Your goal:
Copy every line of the records below word for word, leaving out the pictures.

[Object outline annotations]
[Begin]
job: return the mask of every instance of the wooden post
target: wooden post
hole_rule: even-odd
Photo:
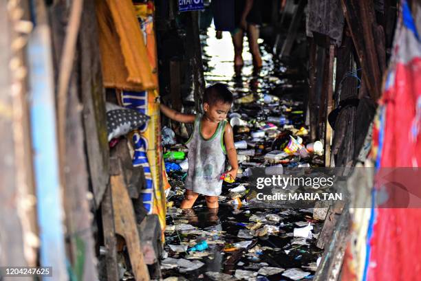
[[[350,227],[348,207],[345,206],[343,208],[341,215],[334,214],[334,216],[336,216],[334,221],[328,227],[331,233],[329,235],[330,239],[326,244],[327,247],[325,247],[325,252],[322,260],[317,268],[316,274],[314,274],[314,281],[336,281],[339,280],[347,246],[347,237]],[[328,220],[327,217],[326,220]],[[323,226],[323,230],[325,226]],[[322,230],[322,232],[323,230]]]
[[[85,2],[79,46],[80,91],[91,184],[98,207],[109,178],[109,148],[96,14],[94,1]]]
[[[63,220],[63,179],[59,172],[51,33],[43,1],[36,1],[37,25],[28,40],[32,140],[41,237],[41,265],[54,269],[54,280],[67,280]]]
[[[8,12],[6,3],[0,5],[0,28],[2,31],[0,37],[0,130],[3,132],[0,139],[0,265],[28,266],[23,248],[22,221],[18,215],[19,202],[16,200],[19,185],[24,183],[25,181],[24,178],[18,177],[19,170],[25,167],[23,163],[19,163],[21,157],[18,153],[22,148],[17,145],[28,135],[21,135],[20,139],[16,139],[14,129],[16,126],[19,126],[16,124],[16,111],[21,112],[23,108],[14,106],[14,99],[19,98],[13,95],[22,93],[16,93],[16,88],[14,92],[12,87],[13,80],[19,77],[17,71],[19,68],[21,71],[25,71],[25,69],[21,61],[14,71],[10,69],[13,58],[11,45],[14,36]],[[25,76],[22,77],[24,78]],[[17,84],[16,86],[22,85]]]
[[[198,12],[190,12],[186,14],[186,53],[190,57],[189,64],[192,76],[192,91],[195,98],[196,111],[201,111],[205,82],[202,62],[202,47],[199,33]]]
[[[331,44],[329,47],[329,67],[325,75],[327,76],[327,96],[326,96],[326,116],[325,116],[325,166],[330,167],[330,142],[332,141],[332,129],[329,122],[327,117],[332,112],[333,108],[333,74],[334,74],[334,60],[335,58],[335,45]]]
[[[374,32],[378,29],[372,1],[358,0],[341,0],[344,12],[352,40],[358,56],[360,64],[363,71],[365,80],[370,96],[377,100],[380,96],[382,72],[384,65],[382,54],[378,54],[377,39],[384,43],[384,32]],[[375,36],[375,34],[376,36]],[[381,52],[381,49],[380,49]]]
[[[118,269],[117,267],[117,252],[116,247],[116,229],[114,227],[114,212],[113,211],[113,198],[111,186],[107,186],[101,203],[101,215],[102,218],[102,230],[104,244],[107,248],[105,254],[105,265],[107,278],[109,281],[118,280]]]
[[[317,133],[317,119],[316,118],[317,111],[314,109],[316,102],[316,59],[317,55],[317,45],[312,38],[310,40],[310,60],[309,60],[309,98],[308,98],[308,114],[310,115],[310,129],[311,142],[314,142]]]
[[[287,38],[283,43],[283,45],[281,49],[281,53],[279,54],[280,58],[282,58],[283,56],[288,56],[291,54],[291,49],[292,49],[294,43],[295,42],[298,29],[300,26],[300,23],[301,23],[301,18],[304,14],[304,7],[306,2],[307,1],[304,0],[300,0],[298,5],[296,6],[296,10],[294,13],[292,20],[291,21],[291,23],[290,25],[290,28],[288,29]]]
[[[143,257],[133,204],[118,158],[112,159],[111,166],[112,175],[110,183],[116,233],[124,237],[126,241],[136,280],[149,281],[149,273]]]

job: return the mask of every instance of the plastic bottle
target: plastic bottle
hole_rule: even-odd
[[[204,251],[208,249],[208,243],[206,240],[199,242],[195,245],[188,249],[188,251]]]
[[[164,159],[169,160],[184,160],[186,153],[183,151],[169,151],[164,154]]]
[[[268,117],[268,122],[280,124],[281,125],[288,125],[292,123],[286,116],[269,116]]]

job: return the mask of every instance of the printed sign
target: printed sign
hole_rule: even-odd
[[[204,9],[203,0],[178,0],[180,12],[197,11]]]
[End]
Full response:
job: return the mask of every instance of the wooden post
target: wooden post
hole_rule: even-odd
Photo:
[[[350,227],[348,207],[345,206],[343,208],[341,215],[334,214],[334,216],[336,216],[334,221],[328,227],[331,233],[329,235],[330,239],[326,244],[327,247],[325,247],[325,252],[322,260],[317,268],[316,274],[314,274],[314,281],[336,281],[339,280],[347,246],[347,237]],[[328,220],[327,217],[326,220]],[[323,226],[323,230],[325,226]],[[322,230],[322,232],[323,230]]]
[[[85,2],[79,46],[80,91],[91,184],[98,207],[109,178],[109,148],[96,14],[94,1]]]
[[[63,220],[63,179],[59,172],[51,33],[43,1],[36,1],[37,25],[28,40],[32,140],[41,237],[41,265],[54,269],[54,280],[67,280]]]
[[[8,12],[6,3],[0,5],[0,28],[2,31],[0,37],[0,130],[3,132],[0,139],[0,265],[28,266],[23,248],[22,221],[18,215],[19,202],[16,200],[19,185],[24,183],[25,181],[24,178],[18,177],[19,170],[25,167],[23,163],[19,163],[21,157],[18,153],[22,148],[17,145],[28,135],[21,135],[20,139],[16,139],[14,129],[16,126],[19,126],[16,124],[16,111],[21,112],[23,108],[14,106],[14,99],[19,98],[13,95],[22,93],[16,93],[16,88],[14,92],[12,87],[13,80],[19,77],[17,71],[19,68],[21,71],[25,71],[25,69],[21,61],[14,71],[10,69],[13,58],[11,45],[14,36]],[[25,76],[22,77],[24,78]],[[17,84],[16,86],[22,85]]]
[[[198,12],[190,12],[186,14],[186,53],[190,57],[189,64],[192,76],[192,91],[195,98],[196,111],[201,111],[205,82],[202,62],[202,47],[199,33]]]
[[[331,44],[329,47],[329,67],[325,75],[327,76],[327,96],[326,96],[326,116],[325,116],[325,166],[330,167],[330,142],[332,141],[332,129],[329,122],[327,117],[332,112],[333,108],[333,74],[334,74],[334,60],[335,58],[335,45]]]
[[[374,32],[378,29],[372,1],[358,0],[341,0],[344,12],[352,40],[358,56],[360,64],[363,71],[365,80],[370,96],[377,100],[380,96],[382,72],[384,65],[382,54],[378,54],[377,39],[384,43],[384,32]],[[375,36],[375,34],[376,36]],[[381,52],[381,49],[380,49]]]
[[[118,269],[117,267],[117,252],[116,247],[116,229],[114,227],[114,212],[113,211],[113,198],[111,186],[107,186],[101,203],[101,215],[102,218],[102,230],[104,244],[107,248],[105,254],[105,265],[107,278],[109,281],[118,280]]]
[[[317,133],[317,119],[316,118],[317,111],[314,109],[316,102],[316,59],[317,55],[317,45],[312,38],[310,40],[310,60],[309,60],[309,98],[308,98],[308,114],[310,115],[310,129],[311,142],[314,142]]]
[[[287,38],[283,43],[283,45],[281,49],[281,53],[279,54],[280,58],[282,58],[283,56],[288,56],[291,54],[291,49],[292,49],[294,43],[295,42],[298,29],[300,26],[300,23],[301,23],[301,18],[304,14],[304,7],[306,2],[307,1],[304,0],[300,0],[298,5],[296,6],[296,10],[294,13],[292,20],[291,21],[291,23],[290,25],[290,28],[288,29]]]
[[[143,257],[133,204],[118,158],[112,159],[111,166],[112,175],[110,183],[116,233],[124,237],[126,241],[136,280],[149,281],[149,273]]]

job: return the mask of every instance of the plastic bottle
target: plastic bottle
hole_rule: even-odd
[[[204,251],[208,249],[208,243],[206,240],[199,242],[195,245],[188,249],[188,251]]]
[[[164,159],[169,160],[184,160],[186,153],[183,151],[169,151],[164,154]]]
[[[268,117],[268,122],[280,124],[281,125],[288,125],[292,123],[286,116],[269,116]]]

job: return the mask of every instance of the printed sign
target: printed sign
hole_rule: even-odd
[[[204,9],[203,0],[178,0],[180,12],[197,11]]]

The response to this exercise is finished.